● **TAREA ASIGNADA**:
¿Puedes editar el tramo del listado que empieza en la línea que contiene "Practice step: pin every instance of the illuminated" y acaba en la que contiene "501), (650, 590)]", ambas incluidas? Vuelve a escribir solo esas líneas cambiando "hotel tower" por "main tower" y sin alterar nada más.

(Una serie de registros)
****************
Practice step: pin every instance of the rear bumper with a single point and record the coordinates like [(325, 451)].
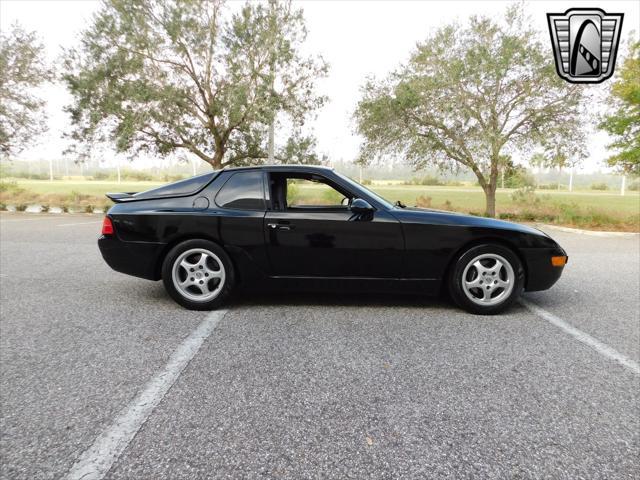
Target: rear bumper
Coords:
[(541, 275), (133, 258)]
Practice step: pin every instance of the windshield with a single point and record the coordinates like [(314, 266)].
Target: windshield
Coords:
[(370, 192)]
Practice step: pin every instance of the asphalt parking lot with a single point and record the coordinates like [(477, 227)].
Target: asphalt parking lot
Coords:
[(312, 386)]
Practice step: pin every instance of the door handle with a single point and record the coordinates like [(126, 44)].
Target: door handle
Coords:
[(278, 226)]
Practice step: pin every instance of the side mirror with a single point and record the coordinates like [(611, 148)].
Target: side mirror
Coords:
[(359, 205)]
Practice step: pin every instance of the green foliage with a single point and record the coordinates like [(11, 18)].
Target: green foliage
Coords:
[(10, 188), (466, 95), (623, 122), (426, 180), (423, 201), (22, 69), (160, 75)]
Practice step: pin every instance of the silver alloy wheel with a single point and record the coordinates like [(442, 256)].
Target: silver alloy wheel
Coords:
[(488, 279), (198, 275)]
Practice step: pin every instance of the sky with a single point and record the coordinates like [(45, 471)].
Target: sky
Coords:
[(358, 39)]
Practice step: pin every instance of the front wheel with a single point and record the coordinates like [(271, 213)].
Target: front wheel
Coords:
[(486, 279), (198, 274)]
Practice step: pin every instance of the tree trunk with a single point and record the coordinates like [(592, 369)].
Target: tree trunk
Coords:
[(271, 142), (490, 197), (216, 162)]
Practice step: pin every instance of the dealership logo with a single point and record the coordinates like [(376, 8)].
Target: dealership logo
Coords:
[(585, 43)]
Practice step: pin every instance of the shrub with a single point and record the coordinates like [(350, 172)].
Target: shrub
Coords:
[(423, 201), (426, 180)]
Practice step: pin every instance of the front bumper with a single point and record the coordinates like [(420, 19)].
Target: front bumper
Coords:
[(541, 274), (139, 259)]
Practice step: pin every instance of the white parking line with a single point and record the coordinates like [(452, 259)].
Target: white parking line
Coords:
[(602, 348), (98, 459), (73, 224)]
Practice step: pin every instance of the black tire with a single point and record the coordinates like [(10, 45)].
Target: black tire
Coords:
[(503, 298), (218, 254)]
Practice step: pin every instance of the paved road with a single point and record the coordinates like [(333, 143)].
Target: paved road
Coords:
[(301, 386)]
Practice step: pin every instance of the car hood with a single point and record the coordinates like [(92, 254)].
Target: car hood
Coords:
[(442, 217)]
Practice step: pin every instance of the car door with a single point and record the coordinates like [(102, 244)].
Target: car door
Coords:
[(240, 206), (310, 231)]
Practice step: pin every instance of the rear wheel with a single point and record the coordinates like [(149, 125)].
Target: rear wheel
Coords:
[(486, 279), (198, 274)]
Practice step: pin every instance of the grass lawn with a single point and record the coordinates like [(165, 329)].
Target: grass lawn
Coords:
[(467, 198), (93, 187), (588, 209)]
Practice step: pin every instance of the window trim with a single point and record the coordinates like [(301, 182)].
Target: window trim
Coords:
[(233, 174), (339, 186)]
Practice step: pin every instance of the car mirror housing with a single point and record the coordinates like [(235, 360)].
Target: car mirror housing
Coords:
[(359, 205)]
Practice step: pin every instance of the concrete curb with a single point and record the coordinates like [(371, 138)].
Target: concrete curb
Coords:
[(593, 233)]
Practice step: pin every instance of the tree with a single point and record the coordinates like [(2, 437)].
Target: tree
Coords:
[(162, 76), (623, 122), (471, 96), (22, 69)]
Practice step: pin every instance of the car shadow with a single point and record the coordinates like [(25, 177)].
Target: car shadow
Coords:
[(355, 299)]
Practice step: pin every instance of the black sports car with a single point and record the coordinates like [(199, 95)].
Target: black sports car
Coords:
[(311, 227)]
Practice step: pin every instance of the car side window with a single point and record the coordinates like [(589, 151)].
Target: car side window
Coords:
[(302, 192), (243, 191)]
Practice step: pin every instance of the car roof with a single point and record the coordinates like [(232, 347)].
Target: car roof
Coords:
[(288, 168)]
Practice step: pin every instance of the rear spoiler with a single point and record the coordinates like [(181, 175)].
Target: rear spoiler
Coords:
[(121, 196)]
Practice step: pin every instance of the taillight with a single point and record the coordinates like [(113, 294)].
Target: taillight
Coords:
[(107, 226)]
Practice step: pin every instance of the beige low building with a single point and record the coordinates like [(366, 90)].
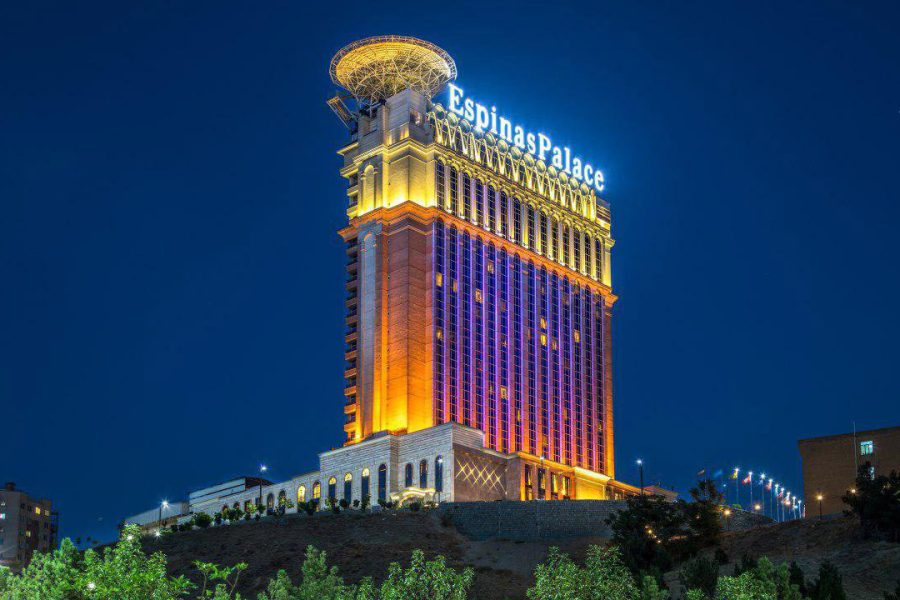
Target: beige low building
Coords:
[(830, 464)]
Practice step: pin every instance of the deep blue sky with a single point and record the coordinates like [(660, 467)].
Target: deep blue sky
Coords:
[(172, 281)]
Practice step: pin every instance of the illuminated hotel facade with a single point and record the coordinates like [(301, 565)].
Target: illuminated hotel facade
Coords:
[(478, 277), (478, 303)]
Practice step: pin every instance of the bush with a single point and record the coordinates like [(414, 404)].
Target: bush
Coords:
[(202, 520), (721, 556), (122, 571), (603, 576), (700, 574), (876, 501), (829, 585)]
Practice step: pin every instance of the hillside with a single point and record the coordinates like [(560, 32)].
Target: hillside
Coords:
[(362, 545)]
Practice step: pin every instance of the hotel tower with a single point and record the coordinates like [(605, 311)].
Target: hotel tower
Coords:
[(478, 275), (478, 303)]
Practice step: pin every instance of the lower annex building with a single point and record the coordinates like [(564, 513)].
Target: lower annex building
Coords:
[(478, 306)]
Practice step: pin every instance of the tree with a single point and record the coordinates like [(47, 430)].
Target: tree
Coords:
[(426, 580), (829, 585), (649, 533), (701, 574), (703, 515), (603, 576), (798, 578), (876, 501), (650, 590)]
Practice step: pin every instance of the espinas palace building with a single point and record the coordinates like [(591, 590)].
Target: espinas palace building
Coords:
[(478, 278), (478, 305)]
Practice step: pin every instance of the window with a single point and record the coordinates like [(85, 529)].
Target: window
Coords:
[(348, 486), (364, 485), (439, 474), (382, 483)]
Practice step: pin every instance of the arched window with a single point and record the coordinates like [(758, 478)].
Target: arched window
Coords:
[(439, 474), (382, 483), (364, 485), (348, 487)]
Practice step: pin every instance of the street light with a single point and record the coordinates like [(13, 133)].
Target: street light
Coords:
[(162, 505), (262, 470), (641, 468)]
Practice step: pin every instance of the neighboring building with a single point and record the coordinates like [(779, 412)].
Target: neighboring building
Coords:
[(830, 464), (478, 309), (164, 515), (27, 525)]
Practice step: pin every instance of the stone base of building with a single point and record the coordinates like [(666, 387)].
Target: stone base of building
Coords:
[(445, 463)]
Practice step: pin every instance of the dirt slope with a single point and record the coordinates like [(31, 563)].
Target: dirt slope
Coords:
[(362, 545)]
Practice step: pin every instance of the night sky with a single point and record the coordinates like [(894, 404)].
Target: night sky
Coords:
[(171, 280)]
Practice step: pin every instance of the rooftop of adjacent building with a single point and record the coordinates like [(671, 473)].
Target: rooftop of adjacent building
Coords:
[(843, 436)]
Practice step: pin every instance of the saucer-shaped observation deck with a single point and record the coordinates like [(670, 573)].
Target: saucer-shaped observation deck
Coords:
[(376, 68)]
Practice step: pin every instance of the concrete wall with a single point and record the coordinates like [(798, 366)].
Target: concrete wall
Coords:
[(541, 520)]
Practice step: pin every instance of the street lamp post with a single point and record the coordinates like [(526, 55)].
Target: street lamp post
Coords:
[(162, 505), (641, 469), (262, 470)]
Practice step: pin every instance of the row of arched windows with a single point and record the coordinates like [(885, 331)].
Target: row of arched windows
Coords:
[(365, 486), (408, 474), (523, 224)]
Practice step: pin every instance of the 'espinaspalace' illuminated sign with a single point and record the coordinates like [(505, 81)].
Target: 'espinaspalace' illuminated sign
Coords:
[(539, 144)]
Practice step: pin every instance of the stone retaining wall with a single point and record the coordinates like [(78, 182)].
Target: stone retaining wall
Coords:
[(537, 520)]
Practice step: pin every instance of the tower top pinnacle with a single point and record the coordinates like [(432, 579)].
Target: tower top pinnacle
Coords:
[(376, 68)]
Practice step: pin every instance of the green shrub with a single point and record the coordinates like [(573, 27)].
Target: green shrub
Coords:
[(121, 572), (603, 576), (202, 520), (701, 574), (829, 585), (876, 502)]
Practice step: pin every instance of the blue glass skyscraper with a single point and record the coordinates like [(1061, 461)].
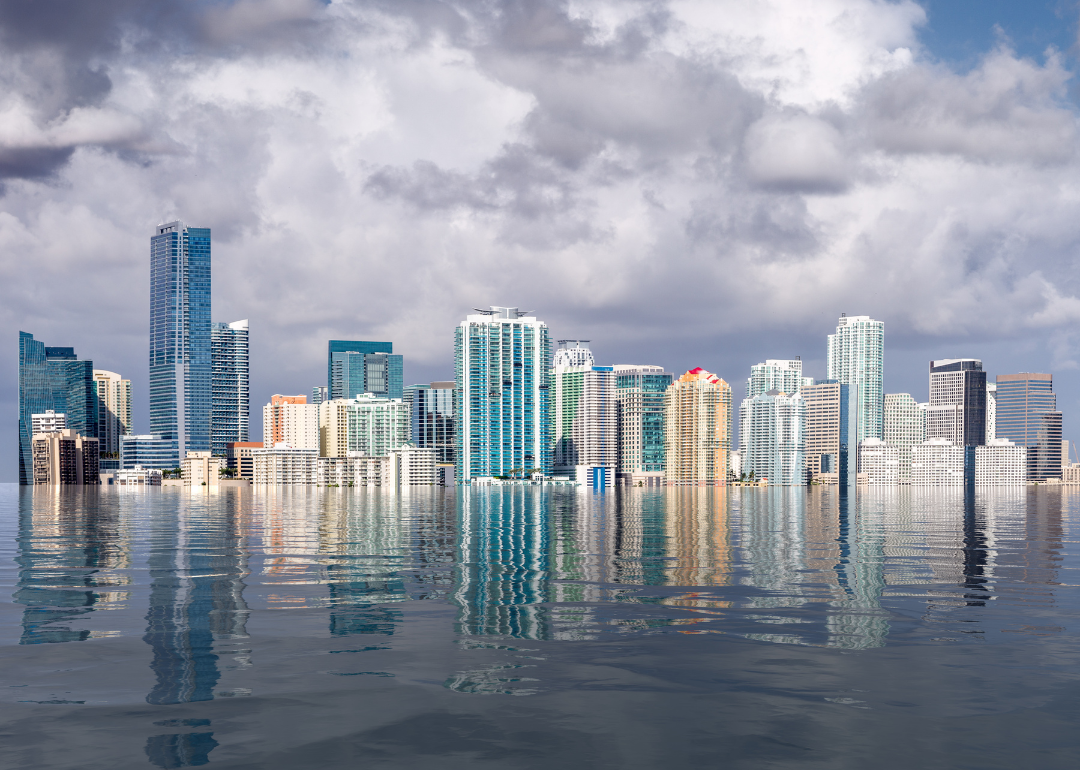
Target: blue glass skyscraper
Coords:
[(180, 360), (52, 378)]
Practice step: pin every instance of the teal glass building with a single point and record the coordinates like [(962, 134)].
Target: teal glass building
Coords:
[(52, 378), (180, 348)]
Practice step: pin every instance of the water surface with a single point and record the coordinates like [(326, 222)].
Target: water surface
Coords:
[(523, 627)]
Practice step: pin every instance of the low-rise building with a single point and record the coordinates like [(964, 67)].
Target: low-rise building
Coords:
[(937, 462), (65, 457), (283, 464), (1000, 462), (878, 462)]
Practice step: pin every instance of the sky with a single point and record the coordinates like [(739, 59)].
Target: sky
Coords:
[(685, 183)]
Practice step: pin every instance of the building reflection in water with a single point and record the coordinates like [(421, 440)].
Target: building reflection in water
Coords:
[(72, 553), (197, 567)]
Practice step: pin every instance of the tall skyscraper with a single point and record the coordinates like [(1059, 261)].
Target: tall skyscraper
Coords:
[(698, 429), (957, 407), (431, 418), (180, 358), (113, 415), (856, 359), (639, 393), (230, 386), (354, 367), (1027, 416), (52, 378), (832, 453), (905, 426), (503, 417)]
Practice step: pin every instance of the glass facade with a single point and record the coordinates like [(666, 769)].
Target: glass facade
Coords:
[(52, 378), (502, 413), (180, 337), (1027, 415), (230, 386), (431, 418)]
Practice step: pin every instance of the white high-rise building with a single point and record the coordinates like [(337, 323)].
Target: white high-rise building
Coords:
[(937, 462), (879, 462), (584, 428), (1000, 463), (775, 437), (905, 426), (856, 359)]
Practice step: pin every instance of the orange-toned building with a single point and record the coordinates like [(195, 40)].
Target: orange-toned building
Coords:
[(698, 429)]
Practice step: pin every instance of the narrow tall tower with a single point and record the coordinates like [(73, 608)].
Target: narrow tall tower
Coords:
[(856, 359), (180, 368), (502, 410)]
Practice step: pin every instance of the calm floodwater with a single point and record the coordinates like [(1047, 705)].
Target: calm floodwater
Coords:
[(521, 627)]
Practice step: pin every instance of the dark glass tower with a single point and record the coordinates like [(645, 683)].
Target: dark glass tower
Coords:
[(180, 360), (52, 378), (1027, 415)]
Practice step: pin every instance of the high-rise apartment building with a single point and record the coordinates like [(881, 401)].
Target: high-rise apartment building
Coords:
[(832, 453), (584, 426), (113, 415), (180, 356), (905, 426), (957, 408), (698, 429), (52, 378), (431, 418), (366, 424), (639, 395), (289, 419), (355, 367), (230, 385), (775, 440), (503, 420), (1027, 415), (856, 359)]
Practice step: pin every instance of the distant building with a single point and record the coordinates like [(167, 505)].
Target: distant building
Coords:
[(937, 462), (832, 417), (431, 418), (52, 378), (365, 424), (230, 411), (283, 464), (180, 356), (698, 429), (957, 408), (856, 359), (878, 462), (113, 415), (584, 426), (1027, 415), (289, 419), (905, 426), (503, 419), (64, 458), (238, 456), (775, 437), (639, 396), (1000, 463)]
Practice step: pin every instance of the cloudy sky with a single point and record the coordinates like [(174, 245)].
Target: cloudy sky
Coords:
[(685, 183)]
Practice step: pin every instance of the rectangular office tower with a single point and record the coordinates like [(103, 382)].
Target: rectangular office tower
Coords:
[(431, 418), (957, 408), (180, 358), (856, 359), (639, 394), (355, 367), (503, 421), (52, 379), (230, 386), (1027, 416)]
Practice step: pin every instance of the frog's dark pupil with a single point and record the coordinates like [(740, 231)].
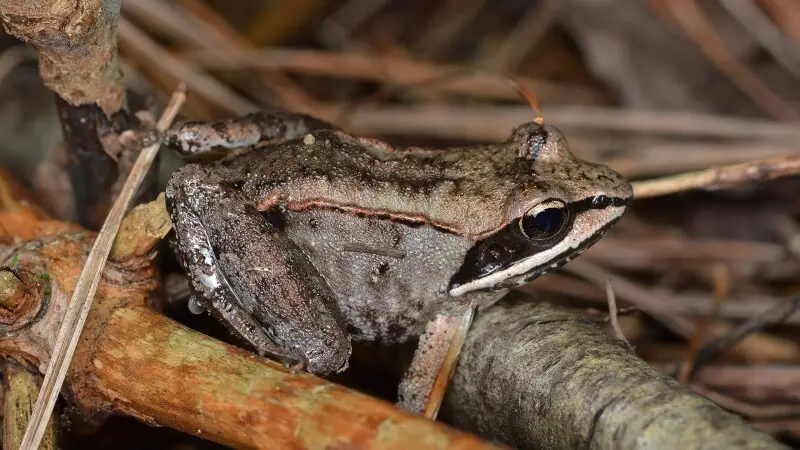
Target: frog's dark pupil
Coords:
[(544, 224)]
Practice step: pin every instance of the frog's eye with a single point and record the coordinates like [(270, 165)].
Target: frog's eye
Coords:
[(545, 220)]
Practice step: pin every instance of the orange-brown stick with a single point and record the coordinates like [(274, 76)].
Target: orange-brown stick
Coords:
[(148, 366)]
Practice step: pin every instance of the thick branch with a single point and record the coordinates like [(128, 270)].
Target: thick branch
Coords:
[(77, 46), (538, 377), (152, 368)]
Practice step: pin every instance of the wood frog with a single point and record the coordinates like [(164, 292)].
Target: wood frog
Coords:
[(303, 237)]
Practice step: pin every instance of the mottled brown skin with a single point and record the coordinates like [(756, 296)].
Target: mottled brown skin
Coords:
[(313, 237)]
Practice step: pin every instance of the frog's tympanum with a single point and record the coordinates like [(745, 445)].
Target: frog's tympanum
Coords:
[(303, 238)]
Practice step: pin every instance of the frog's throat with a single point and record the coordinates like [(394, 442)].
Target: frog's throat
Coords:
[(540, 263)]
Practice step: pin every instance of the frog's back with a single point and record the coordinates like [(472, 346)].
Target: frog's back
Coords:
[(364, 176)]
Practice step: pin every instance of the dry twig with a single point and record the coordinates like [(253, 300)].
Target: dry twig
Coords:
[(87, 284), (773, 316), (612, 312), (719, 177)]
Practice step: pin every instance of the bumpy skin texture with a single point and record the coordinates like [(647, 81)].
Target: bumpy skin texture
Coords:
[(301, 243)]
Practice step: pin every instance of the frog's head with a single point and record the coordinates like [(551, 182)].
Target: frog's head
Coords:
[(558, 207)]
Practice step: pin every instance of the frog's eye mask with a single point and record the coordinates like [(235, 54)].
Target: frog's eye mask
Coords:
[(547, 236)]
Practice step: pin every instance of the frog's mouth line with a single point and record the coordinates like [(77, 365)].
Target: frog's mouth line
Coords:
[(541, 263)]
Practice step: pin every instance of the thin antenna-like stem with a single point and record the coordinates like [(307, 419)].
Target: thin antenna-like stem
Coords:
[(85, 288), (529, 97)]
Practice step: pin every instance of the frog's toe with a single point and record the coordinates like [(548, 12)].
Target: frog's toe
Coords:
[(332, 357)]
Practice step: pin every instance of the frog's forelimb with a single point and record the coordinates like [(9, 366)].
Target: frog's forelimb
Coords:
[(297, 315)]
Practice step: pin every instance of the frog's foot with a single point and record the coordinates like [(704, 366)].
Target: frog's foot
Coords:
****************
● **RESULTADO DEL EJERCICIO**:
Practice step: pin every instance of the illuminated hotel facade with a single point and record the coordinates like [(301, 565)].
Target: illuminated hotel facade
Coords:
[(478, 277), (478, 303)]
Practice step: pin every instance of the bush with a single point and record the coordinates like [(414, 404)].
Target: bush
Coords:
[(202, 520), (721, 556), (122, 571), (603, 576), (700, 574), (876, 501), (829, 585)]
Practice step: pin every instance of the hillside with a single point and record the coordinates like [(560, 32)].
Target: hillside
Coords:
[(362, 545)]
Practice step: pin every instance of the main tower with a single point and record the coordinates like [(605, 311)].
Target: main tower
Coords:
[(478, 275), (478, 303)]
Practice step: pin every instance of the lower annex building with a single point and record the coordinates like [(564, 513)].
Target: lower annex building
Coords:
[(478, 306)]
Practice step: pin every instance of the tree with a single point and record the coordinates like [(47, 430)].
Target: tree
Coords:
[(426, 580), (829, 585), (649, 533), (701, 574), (703, 515), (603, 576), (798, 578), (876, 501), (650, 590)]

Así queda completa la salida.